Document ->

Give the hundreds of NQ islands a go. 
NQ is littered with the precious bastards like gemstones and the advantge in having a yak up here as opposed to a boat (I cant comment on NT)is that you can slip straight off secluded beaches without boat ramps and hit fishing spots in stealth mode while the punch-ups continue back at the boat ramp miles away.


----------



## Junglefisher

Had my first croc experience today.
About a 8-9' salty sitting on the bank, as soon as he saw me headed straight into the water and swam straight at me.
Paddled at max speed for about 1500m, no sign of him following though.


----------



## Astro

Junglefisher said:


> Had my first croc experience today.
> About a 8-9' salty sitting on the bank, as soon as he saw me headed straight into the water and swam straight at me.
> Paddled at max speed for about 1500m, no sign of him following though.


.303 time...only joking...

now thats spooky....i am yet to see one...also consider that crocs will always head for water if threatened anyway....but only 1500m...how far did you lift you bow out of the water???

i would never worry about croc i see...only the ones i can't see


----------



## ausbass

good hints there,
but really wouldnt you do that already?


----------



## Lewie15

Most likely I could end up teaching in Darwin next year, or even regional NT going to try for Nhulumboy or however you spell it. Wasn't planning on taking the yak up but sounds like a few of you guys aren't that worried about crocs. Having lived in Darwin last year I think going offshore is reasonably safe.


----------



## Swamp

Lewie15 said:


> Most likely I could end up teaching in Darwin next year, or even regional NT going to try for Nhulumboy or however you spell it. Wasn't planning on taking the yak up but sounds like a few of you guys aren't that worried about crocs. Having lived in Darwin last year I think going offshore is reasonably safe.


There is a crocodile trapping program in darwin harbour and they catch 300 crocs a year and relocate them. I have seen crocs in a lot of the local creeks.

There are some guys that kayak in darwin harbour most sunday mornings, I think they leave from the trailer boat club. You should be ok offshore just have to take into account the 7 metre tides.

I can think of so many kayak fishing options around darwin ;-)


----------



## petanquedon

I stayed at Goulburn Island that is over 10 Km offshore I saw crocodiles there.

This was about 20 years ago the consensus seems that crocs are getting more common.

The are stories of crocodile sighting a long way from land.


----------



## Barrabundy

theyakshed.com


----------



## Astro

Barrabundy said:


> I live and fish in the Burdekin area of NQ and was hoping to buy a yak to access some of the estuaries as well as the odd beach. Till now I've been choosing to ignore everyone telling me _"you'll be croc-bait"_. After reading some of these messages I think offshore only might be the safest proposition! I would have thought that most crocs would head in the other direction but obviously that's not the case.

Records shown ->
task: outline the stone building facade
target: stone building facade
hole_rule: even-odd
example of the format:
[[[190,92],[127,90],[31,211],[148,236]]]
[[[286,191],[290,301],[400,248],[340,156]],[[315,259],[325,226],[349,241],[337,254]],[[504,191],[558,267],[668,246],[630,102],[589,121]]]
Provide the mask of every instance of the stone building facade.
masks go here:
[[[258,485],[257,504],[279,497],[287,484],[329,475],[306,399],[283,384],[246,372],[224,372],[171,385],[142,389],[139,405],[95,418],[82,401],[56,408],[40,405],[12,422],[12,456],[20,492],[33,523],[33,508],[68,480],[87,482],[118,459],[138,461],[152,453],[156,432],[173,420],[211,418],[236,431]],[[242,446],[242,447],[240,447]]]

Task statement ->
Decide whether each statement below agrees with the crocodile thread, and for each answer yes or no, quoting the words that settle it.
1. The trapping program in Darwin harbour catches 300 crocodiles a year.
2. Junglefisher saw the crocodile following during the 1500m paddle.
3. Goulburn Island lies less than 5 km offshore.

Written response ->
1. Yes: "they catch 300 crocs a year and relocate them"
2. No: "no sign of him following though"
3. No: "Goulburn Island that is over 10 Km offshore"